HOW TO COMPLETE THIS TASK. Every line below between the one holding "Target: forearm" and the one holding "Target: person's left hand", inclusive, should be copied exactly, and no other line.

GIVEN RECORDS.
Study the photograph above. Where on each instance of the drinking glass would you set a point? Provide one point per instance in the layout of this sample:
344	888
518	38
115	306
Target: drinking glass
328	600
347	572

...

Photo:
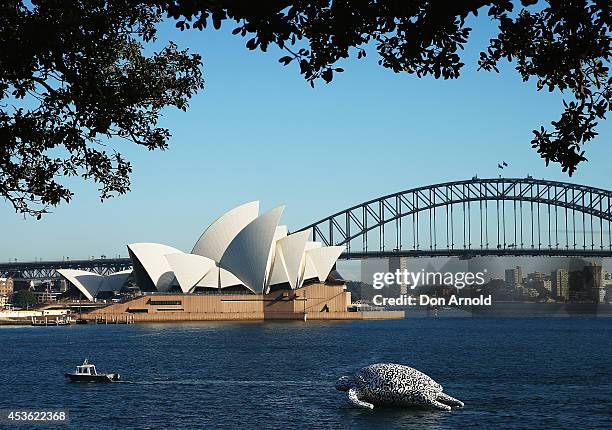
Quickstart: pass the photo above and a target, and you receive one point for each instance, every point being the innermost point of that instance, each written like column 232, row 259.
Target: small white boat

...

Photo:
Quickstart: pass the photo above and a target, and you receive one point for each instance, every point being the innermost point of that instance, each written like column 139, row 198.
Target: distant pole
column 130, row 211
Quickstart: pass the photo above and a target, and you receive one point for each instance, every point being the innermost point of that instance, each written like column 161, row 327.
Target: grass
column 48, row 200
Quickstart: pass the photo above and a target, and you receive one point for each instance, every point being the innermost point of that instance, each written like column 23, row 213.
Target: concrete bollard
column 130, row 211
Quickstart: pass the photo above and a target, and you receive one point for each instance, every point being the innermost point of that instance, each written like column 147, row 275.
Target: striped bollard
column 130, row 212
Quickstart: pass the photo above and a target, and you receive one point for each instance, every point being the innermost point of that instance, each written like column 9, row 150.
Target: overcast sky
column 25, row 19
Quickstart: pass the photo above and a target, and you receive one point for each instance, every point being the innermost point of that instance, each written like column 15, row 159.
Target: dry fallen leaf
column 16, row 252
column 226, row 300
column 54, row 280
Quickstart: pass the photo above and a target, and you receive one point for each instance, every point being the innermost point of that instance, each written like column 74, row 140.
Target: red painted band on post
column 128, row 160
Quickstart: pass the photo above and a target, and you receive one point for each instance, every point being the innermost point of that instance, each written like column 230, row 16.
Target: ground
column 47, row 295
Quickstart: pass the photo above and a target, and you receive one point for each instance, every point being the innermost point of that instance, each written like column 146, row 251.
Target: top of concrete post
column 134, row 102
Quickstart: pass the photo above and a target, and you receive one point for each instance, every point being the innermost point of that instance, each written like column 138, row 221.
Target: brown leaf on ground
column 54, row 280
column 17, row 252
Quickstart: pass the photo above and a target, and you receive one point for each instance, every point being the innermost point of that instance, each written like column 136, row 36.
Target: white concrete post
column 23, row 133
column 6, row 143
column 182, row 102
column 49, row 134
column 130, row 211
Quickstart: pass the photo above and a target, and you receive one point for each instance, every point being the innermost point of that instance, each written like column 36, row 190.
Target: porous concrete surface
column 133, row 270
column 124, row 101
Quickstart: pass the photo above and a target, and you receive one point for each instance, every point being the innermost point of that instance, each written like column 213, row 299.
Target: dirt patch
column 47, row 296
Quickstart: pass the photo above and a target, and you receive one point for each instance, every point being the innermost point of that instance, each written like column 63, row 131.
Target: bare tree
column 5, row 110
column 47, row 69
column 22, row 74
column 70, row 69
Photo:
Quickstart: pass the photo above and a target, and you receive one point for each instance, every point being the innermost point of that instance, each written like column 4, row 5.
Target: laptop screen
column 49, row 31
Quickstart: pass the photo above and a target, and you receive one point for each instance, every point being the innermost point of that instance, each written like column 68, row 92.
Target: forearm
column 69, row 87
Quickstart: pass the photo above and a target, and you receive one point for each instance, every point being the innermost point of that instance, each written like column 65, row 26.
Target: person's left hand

TASK RESULT.
Target: forearm
column 69, row 87
Quickstart: pass the photo above and a target, and you receive one point for each instance, every point being the innermost point of that instance, each written like column 65, row 26.
Target: person's left hand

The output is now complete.